• _What to produce_: Reproduce every line of the material below verbatim, leaving out the pictures.

• _Extracted data_:
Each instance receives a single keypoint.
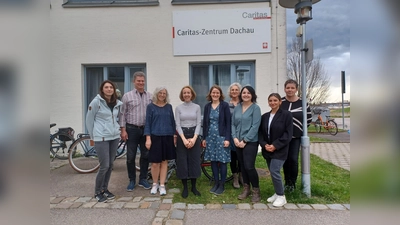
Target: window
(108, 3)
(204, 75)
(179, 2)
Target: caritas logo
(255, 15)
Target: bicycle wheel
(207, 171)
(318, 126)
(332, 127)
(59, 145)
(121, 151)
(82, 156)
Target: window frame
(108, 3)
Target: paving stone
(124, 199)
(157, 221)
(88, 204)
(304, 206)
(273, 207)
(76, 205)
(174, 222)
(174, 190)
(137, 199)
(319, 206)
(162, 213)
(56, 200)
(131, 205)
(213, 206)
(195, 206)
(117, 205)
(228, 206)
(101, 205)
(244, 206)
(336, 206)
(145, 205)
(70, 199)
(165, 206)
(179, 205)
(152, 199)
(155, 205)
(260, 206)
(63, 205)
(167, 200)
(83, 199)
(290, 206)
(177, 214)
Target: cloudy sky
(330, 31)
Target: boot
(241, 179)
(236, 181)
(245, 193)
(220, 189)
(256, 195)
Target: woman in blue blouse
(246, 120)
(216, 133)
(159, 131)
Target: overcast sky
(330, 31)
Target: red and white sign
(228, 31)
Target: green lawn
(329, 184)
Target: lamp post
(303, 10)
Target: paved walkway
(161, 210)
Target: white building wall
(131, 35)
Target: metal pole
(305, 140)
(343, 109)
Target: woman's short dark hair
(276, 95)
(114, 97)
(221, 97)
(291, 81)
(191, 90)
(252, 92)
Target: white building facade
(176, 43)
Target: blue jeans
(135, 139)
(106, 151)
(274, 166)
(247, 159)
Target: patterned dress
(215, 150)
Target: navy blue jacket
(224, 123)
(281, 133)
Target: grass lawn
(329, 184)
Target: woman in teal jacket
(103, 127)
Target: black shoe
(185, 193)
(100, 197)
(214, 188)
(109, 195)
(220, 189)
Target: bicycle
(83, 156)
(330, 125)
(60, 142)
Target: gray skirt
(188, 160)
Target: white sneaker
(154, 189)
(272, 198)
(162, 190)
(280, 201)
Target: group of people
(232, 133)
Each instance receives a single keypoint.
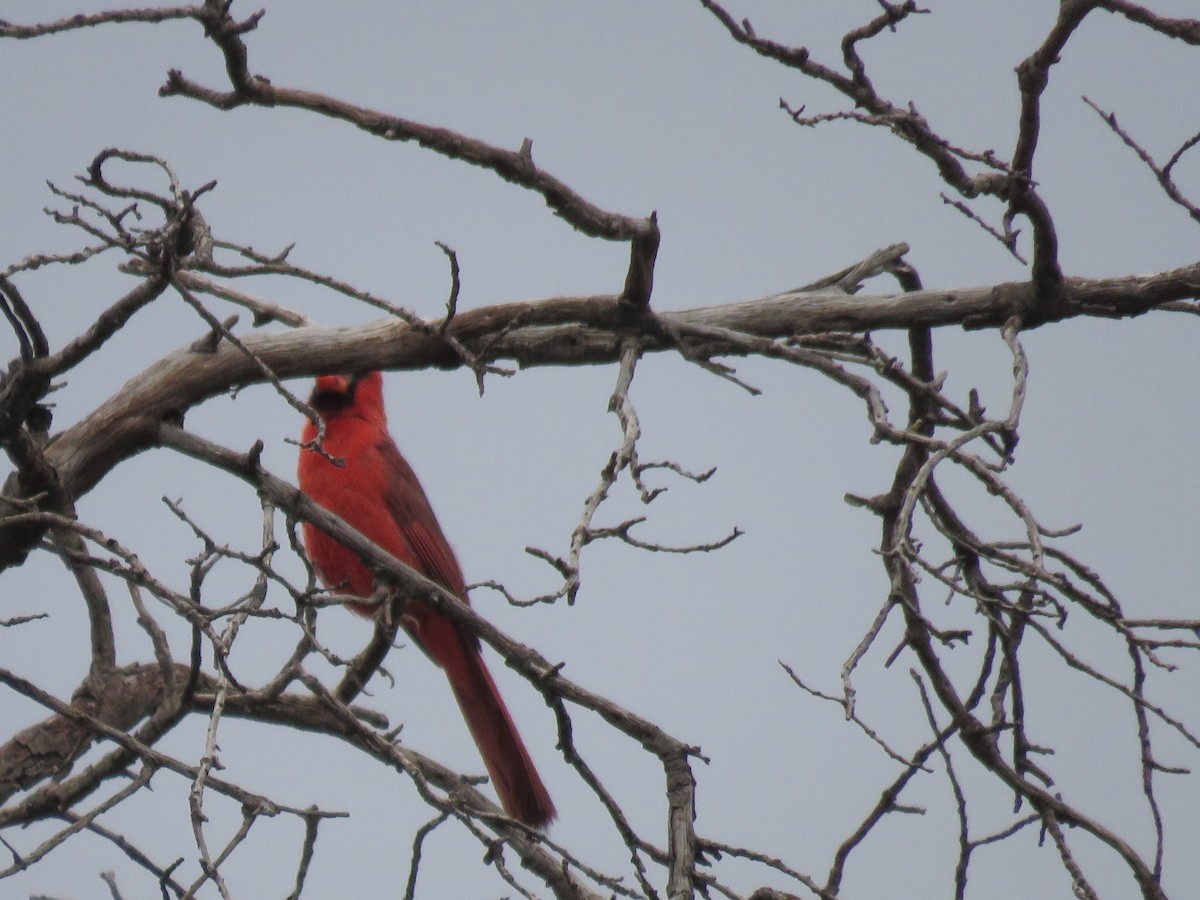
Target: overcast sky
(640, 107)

• _Worked answer_:
Each instance receives a single keypoint.
Target: window
(108, 3)
(204, 75)
(179, 2)
Target: caritas logo
(255, 15)
Target: bicycle wheel
(207, 171)
(318, 126)
(332, 127)
(59, 145)
(121, 151)
(82, 156)
Target: window frame
(108, 3)
Target: paving stone
(124, 199)
(157, 221)
(88, 204)
(304, 206)
(273, 207)
(76, 205)
(174, 222)
(174, 190)
(137, 199)
(319, 206)
(162, 213)
(56, 200)
(131, 205)
(213, 206)
(195, 206)
(117, 205)
(228, 206)
(101, 205)
(244, 206)
(336, 206)
(145, 205)
(70, 199)
(165, 206)
(179, 205)
(152, 199)
(155, 205)
(260, 206)
(63, 205)
(167, 200)
(83, 199)
(290, 206)
(177, 214)
Target: cloudy sky
(330, 31)
Target: boot
(241, 179)
(236, 181)
(245, 193)
(220, 189)
(256, 195)
Target: woman in blue blouse
(246, 120)
(216, 133)
(159, 131)
Target: overcast sky
(330, 31)
Target: red and white sign
(228, 31)
Target: green lawn
(329, 184)
Target: lamp post
(303, 10)
Target: paved walkway
(161, 210)
Target: white building wall
(131, 35)
Target: metal pole
(305, 140)
(343, 109)
Target: woman's short dark hair
(276, 95)
(114, 97)
(221, 97)
(291, 81)
(191, 90)
(252, 92)
Target: white building facade
(176, 43)
Target: blue jeans
(135, 139)
(106, 151)
(274, 166)
(247, 159)
Target: patterned dress
(215, 150)
Target: navy blue jacket
(224, 123)
(281, 133)
Target: grass lawn
(329, 184)
Target: woman in teal jacket
(103, 127)
Target: black shoe
(185, 193)
(100, 197)
(214, 188)
(109, 195)
(220, 189)
Target: bicycle
(83, 156)
(330, 125)
(60, 142)
Target: gray skirt
(188, 160)
Target: white sneaker
(154, 189)
(272, 198)
(162, 190)
(280, 201)
Target: group of people
(232, 133)
Each instance receives a single keypoint.
Target: overcast sky
(640, 107)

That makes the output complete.